TWIN FALLS, Idaho (KLIX) – A regional behavioral health board has been meeting since September to bring a crisis center to the Magic Valley. Its plan received legislative support on Wednesday when the Joint Finance Appropriations Committee voted 16-2 to divert nearly $1.5 million to fund two new centers in the state – one of them slated for south-central Idaho.

“The expectation is that it’ll be enough to run the facility here for eight months until the center can get sustainable funding on its own,” said South Central Public Health Director Rene LeBlanc, one of the community partners involved. “It’s supposed to be fully funded by fiscal year 2018. That’s a year away; a lot could happen between now and then.”

Construction on the center won’t begin until December, he said, but there’s a lot that has to happen before then, which includes working closely with the Idaho Department of Health and Welfare and other parties. LeBlanc visited the Behavioral Health Center in Idaho Falls, which serves as a model for the one to be built in the Magic Valley, and in June he’ll visit Idaho State-Adult Mental Health Services in Lewiston.

Exercise 1: Transcribe the crisis center article between "Construction on the" and "Services in Lewiston.", inclusive.
Exercise 2:
Answer these questions from the crisis center article.
(a) What was the Joint Finance Appropriations Committee's vote count?
(b) When will construction on the center begin?
(c) In what city is the Behavioral Health Center that LeBlanc visited?

[Dataset entries]
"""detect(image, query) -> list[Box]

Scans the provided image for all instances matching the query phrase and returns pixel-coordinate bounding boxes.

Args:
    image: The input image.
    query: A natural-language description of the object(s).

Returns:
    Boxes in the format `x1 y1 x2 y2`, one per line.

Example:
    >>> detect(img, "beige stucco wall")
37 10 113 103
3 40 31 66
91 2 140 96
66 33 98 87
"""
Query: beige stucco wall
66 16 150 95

Response 1:
Construction on the center won’t begin until December, he said, but there’s a lot that has to happen before then, which includes working closely with the Idaho Department of Health and Welfare and other parties. LeBlanc visited the Behavioral Health Center in Idaho Falls, which serves as a model for the one to be built in the Magic Valley, and in June he’ll visit Idaho State-Adult Mental Health Services in Lewiston.

Response 2:
(a) 16-2
(b) December
(c) Idaho Falls